** START OF Record extracts **

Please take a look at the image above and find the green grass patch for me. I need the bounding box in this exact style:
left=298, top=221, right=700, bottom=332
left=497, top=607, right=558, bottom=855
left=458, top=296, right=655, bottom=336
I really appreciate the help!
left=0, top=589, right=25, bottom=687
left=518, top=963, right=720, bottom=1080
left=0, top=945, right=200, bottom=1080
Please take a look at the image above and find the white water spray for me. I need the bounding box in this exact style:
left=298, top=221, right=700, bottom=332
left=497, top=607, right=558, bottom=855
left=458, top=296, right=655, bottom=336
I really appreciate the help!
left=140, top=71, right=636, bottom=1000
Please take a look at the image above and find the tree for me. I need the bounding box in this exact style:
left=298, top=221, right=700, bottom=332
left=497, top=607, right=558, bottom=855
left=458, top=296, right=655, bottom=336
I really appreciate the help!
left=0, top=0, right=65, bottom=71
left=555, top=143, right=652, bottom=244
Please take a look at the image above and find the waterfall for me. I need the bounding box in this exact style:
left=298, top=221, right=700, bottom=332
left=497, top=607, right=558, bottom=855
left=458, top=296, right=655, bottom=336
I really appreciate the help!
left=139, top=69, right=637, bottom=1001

** END OF Record extracts **

▸ **Goal of the exercise**
Copy all of the lines above word for word, keeping every character and line break unchanged.

▸ **Response to this task**
Please take a look at the image above and find the green grass patch for me. I need the bounding box in this exact style:
left=298, top=221, right=700, bottom=332
left=497, top=607, right=558, bottom=855
left=458, top=296, right=655, bottom=336
I really appreciate the help!
left=0, top=589, right=25, bottom=687
left=518, top=963, right=720, bottom=1080
left=0, top=945, right=200, bottom=1080
Please take a look at the image above and find the white water spray for me. I need the bounding box in this exact style:
left=298, top=221, right=700, bottom=332
left=497, top=607, right=558, bottom=855
left=458, top=296, right=655, bottom=336
I really appreciate the help!
left=140, top=71, right=636, bottom=1000
Please take a look at the image above and find the tree for me. I need the bounding box in this exact style:
left=298, top=221, right=700, bottom=332
left=497, top=607, right=558, bottom=855
left=458, top=296, right=655, bottom=336
I really appreciate the help!
left=0, top=0, right=65, bottom=71
left=555, top=143, right=652, bottom=244
Please take a look at the image above and find the waterfall for me. I need the bounding box in this exact style:
left=298, top=221, right=700, bottom=332
left=497, top=607, right=558, bottom=855
left=458, top=296, right=655, bottom=336
I really appreciate the help!
left=139, top=69, right=637, bottom=1001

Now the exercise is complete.